Return all the data exactly, keeping the pictures out.

Dataset items:
=== Begin Enclosure ===

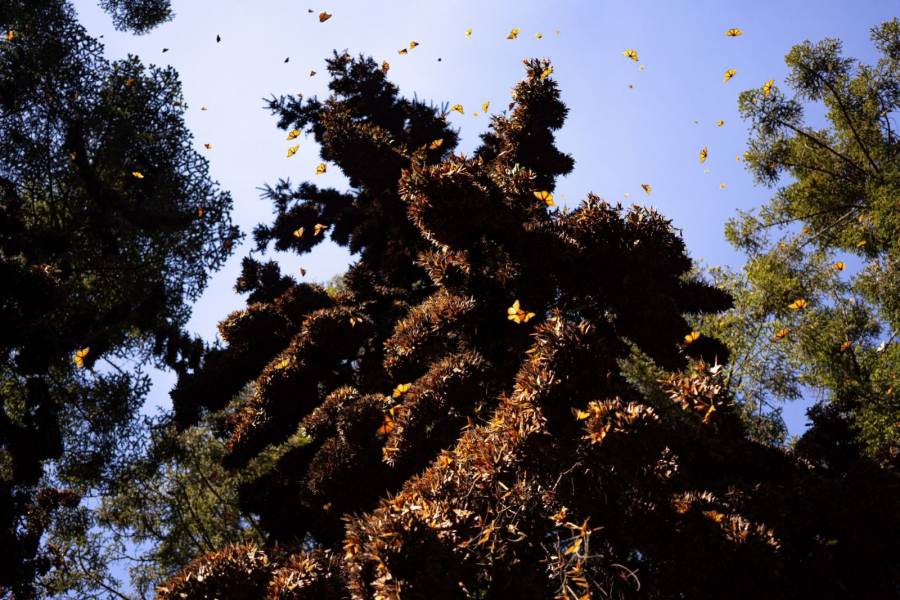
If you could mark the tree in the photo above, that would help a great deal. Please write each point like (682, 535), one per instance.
(109, 227)
(471, 430)
(821, 284)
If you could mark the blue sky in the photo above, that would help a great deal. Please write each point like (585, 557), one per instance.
(620, 137)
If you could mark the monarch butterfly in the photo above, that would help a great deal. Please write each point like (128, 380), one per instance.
(515, 313)
(545, 197)
(80, 355)
(387, 426)
(798, 304)
(581, 415)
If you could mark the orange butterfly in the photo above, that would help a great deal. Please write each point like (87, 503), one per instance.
(515, 313)
(798, 304)
(545, 197)
(80, 355)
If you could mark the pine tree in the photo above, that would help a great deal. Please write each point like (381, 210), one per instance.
(109, 227)
(821, 285)
(469, 428)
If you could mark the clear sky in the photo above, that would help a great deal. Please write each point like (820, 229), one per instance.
(619, 136)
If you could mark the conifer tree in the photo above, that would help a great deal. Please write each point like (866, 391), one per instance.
(469, 429)
(109, 227)
(821, 284)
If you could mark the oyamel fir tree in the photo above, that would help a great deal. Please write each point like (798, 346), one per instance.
(455, 422)
(109, 227)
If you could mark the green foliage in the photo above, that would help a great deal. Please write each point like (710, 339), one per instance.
(830, 236)
(109, 227)
(138, 16)
(502, 400)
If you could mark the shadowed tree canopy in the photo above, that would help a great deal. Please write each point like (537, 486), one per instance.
(469, 428)
(138, 16)
(821, 286)
(109, 227)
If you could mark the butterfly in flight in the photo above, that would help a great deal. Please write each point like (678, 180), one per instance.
(798, 304)
(545, 197)
(80, 355)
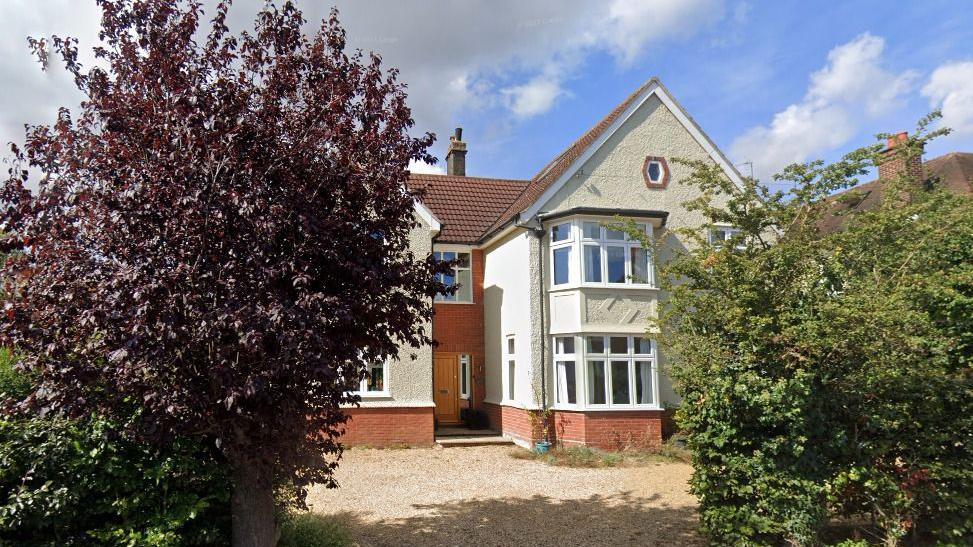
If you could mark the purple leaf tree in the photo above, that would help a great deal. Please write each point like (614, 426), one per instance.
(220, 239)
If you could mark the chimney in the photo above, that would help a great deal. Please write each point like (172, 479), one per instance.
(894, 164)
(456, 154)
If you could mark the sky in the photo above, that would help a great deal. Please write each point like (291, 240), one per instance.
(771, 82)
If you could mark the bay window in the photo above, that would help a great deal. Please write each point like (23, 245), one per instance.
(461, 275)
(607, 257)
(618, 371)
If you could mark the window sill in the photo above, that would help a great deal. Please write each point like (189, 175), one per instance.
(614, 287)
(372, 395)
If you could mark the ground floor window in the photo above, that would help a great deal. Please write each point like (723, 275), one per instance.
(375, 382)
(618, 371)
(464, 376)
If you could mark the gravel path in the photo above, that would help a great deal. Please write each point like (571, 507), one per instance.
(482, 496)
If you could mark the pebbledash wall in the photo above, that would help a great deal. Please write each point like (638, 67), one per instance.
(610, 179)
(403, 415)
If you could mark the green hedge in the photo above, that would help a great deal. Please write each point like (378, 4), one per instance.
(65, 482)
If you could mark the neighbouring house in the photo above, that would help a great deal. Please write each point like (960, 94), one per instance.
(553, 307)
(953, 172)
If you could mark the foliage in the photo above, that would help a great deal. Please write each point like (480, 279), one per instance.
(78, 482)
(311, 530)
(827, 375)
(219, 239)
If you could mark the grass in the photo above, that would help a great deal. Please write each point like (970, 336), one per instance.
(312, 530)
(583, 456)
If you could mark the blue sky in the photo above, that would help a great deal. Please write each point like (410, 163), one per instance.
(771, 82)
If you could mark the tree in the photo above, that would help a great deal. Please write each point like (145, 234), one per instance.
(827, 375)
(219, 241)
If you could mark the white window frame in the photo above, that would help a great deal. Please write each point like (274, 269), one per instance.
(577, 242)
(560, 357)
(582, 357)
(437, 254)
(465, 376)
(729, 232)
(363, 386)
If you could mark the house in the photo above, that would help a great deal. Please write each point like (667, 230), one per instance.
(953, 172)
(553, 306)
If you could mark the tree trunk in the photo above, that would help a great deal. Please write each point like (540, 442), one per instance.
(252, 505)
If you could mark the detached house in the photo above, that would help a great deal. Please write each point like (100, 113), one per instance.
(553, 306)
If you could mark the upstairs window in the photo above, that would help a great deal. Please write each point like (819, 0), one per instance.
(655, 172)
(719, 235)
(461, 275)
(612, 257)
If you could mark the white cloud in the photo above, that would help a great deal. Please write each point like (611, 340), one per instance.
(535, 97)
(950, 88)
(851, 88)
(630, 25)
(423, 167)
(509, 59)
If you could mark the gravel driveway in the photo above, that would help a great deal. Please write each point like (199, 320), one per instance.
(482, 496)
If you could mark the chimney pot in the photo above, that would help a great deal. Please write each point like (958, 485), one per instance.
(894, 164)
(456, 154)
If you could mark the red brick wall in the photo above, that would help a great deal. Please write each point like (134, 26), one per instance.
(377, 426)
(614, 430)
(458, 328)
(511, 421)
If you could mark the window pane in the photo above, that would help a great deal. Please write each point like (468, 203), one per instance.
(464, 370)
(620, 393)
(592, 263)
(566, 383)
(596, 382)
(655, 171)
(616, 264)
(643, 382)
(376, 378)
(616, 235)
(465, 291)
(592, 230)
(640, 265)
(511, 375)
(562, 264)
(596, 344)
(618, 344)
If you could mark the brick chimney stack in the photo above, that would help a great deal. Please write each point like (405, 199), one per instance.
(894, 165)
(456, 154)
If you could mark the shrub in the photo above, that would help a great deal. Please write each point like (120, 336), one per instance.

=== End Enclosure ===

Exercise solution:
If you could mark the tree in the photo above, that would help a great deal. Please write each point like (682, 535), one per instance.
(109, 227)
(471, 430)
(821, 284)
If you could mark the blue sky in the photo above, that would help a great deal. Please write each point like (585, 557), one per instance.
(620, 137)
If you could mark the monarch butterfly in the photo above, that would help a great deal. Please write each point like (128, 380), one per instance.
(515, 313)
(545, 197)
(80, 355)
(387, 426)
(798, 304)
(581, 415)
If you could mark the orange butterfly in the photo above, that would help a great deal. Please write each point like (87, 503), one per instance.
(515, 313)
(798, 304)
(545, 197)
(80, 355)
If you could mark the pine tree in the photo above, that would help a great deal. Please write each point like (381, 210), one per instance.
(109, 227)
(821, 285)
(469, 428)
If you could mark the clear sky in the photo above, that would help a great deal. Please write each point like (820, 229), one per instance.
(619, 136)
If you could mark the conifer tree in the photo above, that would help a great deal. Please write each point like (866, 391), one per instance.
(469, 429)
(109, 227)
(821, 284)
If you could mark the oyamel fir tree in the photo above, that would help a great deal. Please write each point like (798, 346), one per instance.
(455, 422)
(109, 227)
If you could mark the green foliage in the photo above, that would help a great deal. Please write each point like (710, 339), one per instance.
(830, 236)
(109, 227)
(138, 16)
(502, 400)
If you could mark the shadowed tree canopy in the photo above, that would help a great deal. Please write each point like (537, 486), one per instance.
(469, 428)
(138, 16)
(821, 286)
(109, 227)
If you could mark the butterfly in flight in the photo above, that would help a great deal. Please write each point like (678, 180), one per instance.
(798, 304)
(545, 197)
(80, 355)
If you could mark the purple leaf tree in the photo above, that would help a great deal. Please write each point like (614, 426), one per instance.
(220, 239)
If you could mark the chimney in the photo above, that would help a great deal. Please write each point like (172, 479), one per instance.
(894, 164)
(456, 154)
If you could mark the sky in the photo above, that would help a great deal. Please write each point like (291, 240), one per instance.
(771, 82)
If you could mark the bay window in the photo above, that would help a great deal. Please write each point like (23, 245), one per instance.
(461, 275)
(607, 257)
(618, 371)
If you could mark the window sill in the photo above, that would help a great deal. Please write each point like (189, 175), one per instance.
(614, 287)
(372, 395)
If you could mark the ground floor window in the photo above, that would help a great deal. Please write each point like (723, 275), one per instance.
(375, 382)
(618, 371)
(464, 376)
If you could mark the gravel path in the photo above, that would help a great deal. Please write each point like (571, 507), one per instance.
(482, 496)
If you could mark the pebbledash wall in the photo above, that would help a great deal. Please write each point like (638, 67), one per instance.
(610, 179)
(403, 415)
If you could mark the green hedge in the photo above, that would help a great deal. Please write each point like (378, 4), one per instance.
(65, 482)
If you could mark the neighbouring house in the photo above, that would help a great deal. Please write each point like (960, 94), one per instance.
(553, 307)
(953, 172)
If you could mark the foliage in the photo above, that would help a great deal. Please write each point like (480, 279), one per instance.
(78, 482)
(311, 530)
(827, 375)
(219, 239)
If you could mark the grass in the photo above, that would help a great deal. Please write each point like (970, 336), one per instance.
(312, 530)
(583, 456)
If you could mark the blue sky in the photo above, that would help a great deal. Please write each point like (410, 163), one per instance.
(771, 82)
If you could mark the tree in the photo above, that would help a great deal. Please write each point like (145, 234), one per instance.
(827, 375)
(219, 241)
If you could mark the white window frame in the photo above, that would help a great deal. Please write each point like (274, 269), one per instance.
(577, 242)
(560, 357)
(582, 357)
(437, 254)
(465, 376)
(729, 232)
(363, 386)
If you could mark the house in the photo above, that would help a great deal. Please write each point like (667, 230), one per instance.
(953, 172)
(553, 306)
If you could mark the tree trunk in the photo above, that would help a great deal. Please write each point like (540, 442), one per instance.
(252, 505)
If you could mark the detached house in the photo above, that would help a great deal. Please write each point like (100, 113), one per instance.
(553, 306)
If you could mark the upstairs window in the photo above, that would help a great deal. Please write each point like (819, 0), one per instance.
(655, 172)
(719, 235)
(461, 275)
(612, 257)
If you could mark the white cloud in the photo above, that would help a great deal. Please write each point like (611, 340), one per instance.
(535, 97)
(950, 88)
(851, 88)
(630, 25)
(423, 167)
(509, 59)
If you could mark the gravel driveway in the photo above, that would help a great deal. Please write each point like (199, 320), one per instance.
(482, 496)
If you could mark the chimney pot in the photo above, that would help a great deal. Please write each point like (958, 485), one per instance.
(894, 164)
(456, 154)
If you could mark the red brick wall in the photo above, that would help a great deal. Please write each point like (134, 26), one per instance.
(377, 426)
(614, 430)
(458, 328)
(511, 421)
If you could mark the window pane in the photo above, that would help a great deal. Please write each point like (468, 203), one per instance.
(464, 370)
(620, 393)
(592, 263)
(566, 383)
(596, 382)
(655, 171)
(616, 264)
(643, 382)
(376, 378)
(616, 235)
(465, 291)
(592, 230)
(640, 265)
(511, 375)
(562, 264)
(596, 344)
(618, 344)
If you could mark the brick chimney stack in the photo above, that would help a great deal. Please write each point like (405, 199), one per instance.
(894, 165)
(456, 154)
If you could mark the shrub in the photo above, that would help a great deal. Please write each point like (120, 336), one per instance.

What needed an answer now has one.